---- Available data
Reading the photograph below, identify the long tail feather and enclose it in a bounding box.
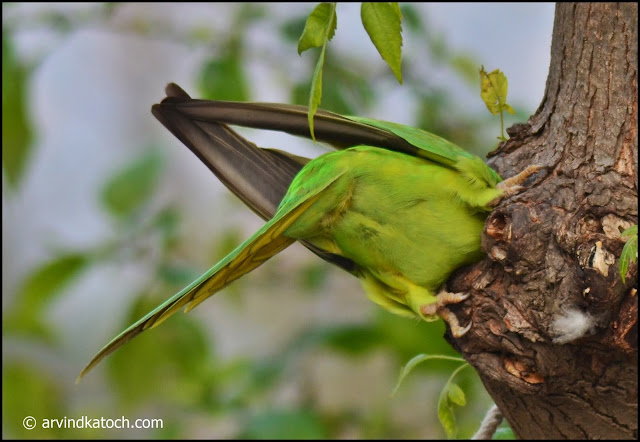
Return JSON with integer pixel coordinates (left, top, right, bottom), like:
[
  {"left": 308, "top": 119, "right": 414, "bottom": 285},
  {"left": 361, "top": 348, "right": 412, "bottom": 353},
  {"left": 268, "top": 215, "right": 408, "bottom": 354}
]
[
  {"left": 156, "top": 83, "right": 420, "bottom": 156},
  {"left": 78, "top": 191, "right": 323, "bottom": 381}
]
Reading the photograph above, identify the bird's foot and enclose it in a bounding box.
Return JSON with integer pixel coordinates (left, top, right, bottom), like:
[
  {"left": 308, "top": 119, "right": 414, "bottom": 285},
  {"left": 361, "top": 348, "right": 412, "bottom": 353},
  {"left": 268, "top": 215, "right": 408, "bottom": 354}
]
[
  {"left": 497, "top": 164, "right": 542, "bottom": 192},
  {"left": 489, "top": 164, "right": 544, "bottom": 206},
  {"left": 420, "top": 290, "right": 472, "bottom": 338}
]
--------
Problem to solve:
Where in the records does the string "enclose" appear? Copy every line that has it.

Task solution:
Reading the photograph below, identify the long tail feather and enclose it in a bounding box.
Reading the photograph above, identify the bird's foot and enclose it in a bounding box.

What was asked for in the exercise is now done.